課題 - 「Expected: a single pin indicated on each instance of the green」を含む行からデータの末尾までを、両端の行も含め一行も省かずに転記してもらえますか？その際、座標の数値にはすべて135を足してください。

----

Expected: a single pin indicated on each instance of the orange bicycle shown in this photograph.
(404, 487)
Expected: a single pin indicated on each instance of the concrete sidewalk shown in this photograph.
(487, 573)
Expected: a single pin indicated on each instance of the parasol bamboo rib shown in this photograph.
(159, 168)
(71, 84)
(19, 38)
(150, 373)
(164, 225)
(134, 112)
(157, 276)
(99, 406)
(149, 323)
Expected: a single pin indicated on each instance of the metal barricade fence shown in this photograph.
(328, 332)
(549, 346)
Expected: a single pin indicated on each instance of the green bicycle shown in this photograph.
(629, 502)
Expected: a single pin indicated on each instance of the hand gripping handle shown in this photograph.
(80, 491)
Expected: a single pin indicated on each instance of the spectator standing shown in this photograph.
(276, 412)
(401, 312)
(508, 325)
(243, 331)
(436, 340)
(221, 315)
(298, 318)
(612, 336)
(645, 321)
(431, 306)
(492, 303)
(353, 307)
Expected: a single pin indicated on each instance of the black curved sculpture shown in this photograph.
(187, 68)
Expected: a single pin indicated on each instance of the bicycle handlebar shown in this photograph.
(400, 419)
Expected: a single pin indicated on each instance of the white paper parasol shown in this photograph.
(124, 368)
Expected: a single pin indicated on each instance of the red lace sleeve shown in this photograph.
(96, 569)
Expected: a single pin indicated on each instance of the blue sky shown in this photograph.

----

解答 -
Expected: a single pin indicated on each instance of the green bicycle shown in this photograph.
(764, 637)
Expected: a single pin indicated on each instance of the hand gripping handle shown in this photograph.
(215, 626)
Expected: a single pin indicated on each instance of the spectator standing shown in this photograph.
(411, 547)
(536, 447)
(643, 460)
(378, 466)
(571, 475)
(356, 450)
(433, 453)
(747, 471)
(780, 456)
(566, 441)
(627, 438)
(488, 442)
Expected: a single pin indicated on each instance of the black curved sculpture shown in this photograph.
(322, 203)
Expected: a single pin indicated on each instance of the bicycle handlebar shown in this photograph.
(535, 554)
Expected: a single pin indicated on each instance of the white paper parasol shown in this photograph.
(259, 503)
Expected: a single pin indicated on each instance of the red lace sleeve shown in this photograph.
(231, 704)
Expected: a single pin indicated on each instance of the blue sky shown in this photograph.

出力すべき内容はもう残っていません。